◆ Supplied data:
————————
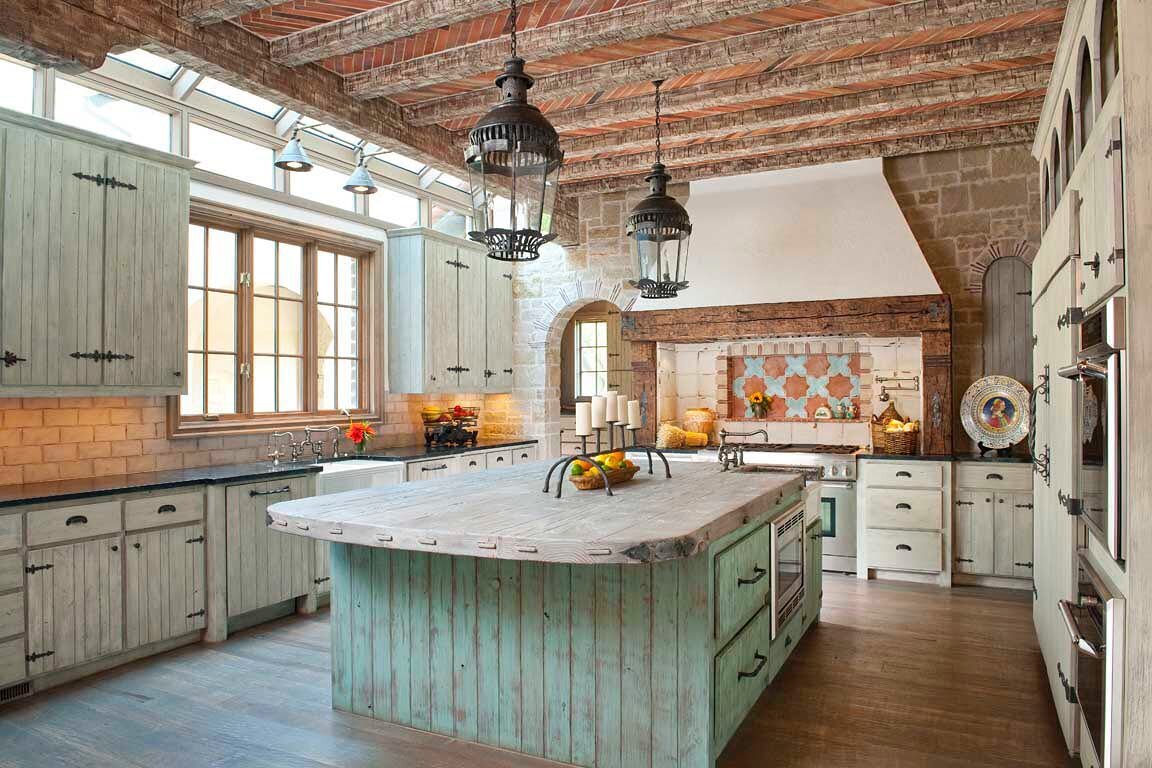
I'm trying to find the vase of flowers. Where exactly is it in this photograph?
————————
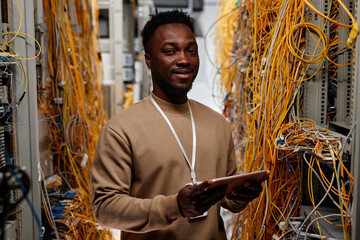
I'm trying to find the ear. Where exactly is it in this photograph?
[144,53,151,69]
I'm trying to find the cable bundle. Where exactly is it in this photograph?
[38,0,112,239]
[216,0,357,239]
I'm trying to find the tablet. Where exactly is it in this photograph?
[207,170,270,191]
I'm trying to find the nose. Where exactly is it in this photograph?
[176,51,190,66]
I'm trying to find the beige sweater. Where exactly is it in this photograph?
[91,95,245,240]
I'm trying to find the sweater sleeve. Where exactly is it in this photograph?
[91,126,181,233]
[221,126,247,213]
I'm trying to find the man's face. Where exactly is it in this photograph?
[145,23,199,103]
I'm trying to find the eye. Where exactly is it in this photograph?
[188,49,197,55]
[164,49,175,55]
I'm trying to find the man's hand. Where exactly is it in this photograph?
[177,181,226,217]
————————
◆ Requirement:
Please format the lines above as a numbered list, from the line with "I'm trying to find the man's hand." up to and including the line with "[177,181,226,217]", leaving out any blank lines.

◆ Worked solution:
1. I'm trying to find the man's hand. Where exactly is it in this photograph?
2. [177,181,226,217]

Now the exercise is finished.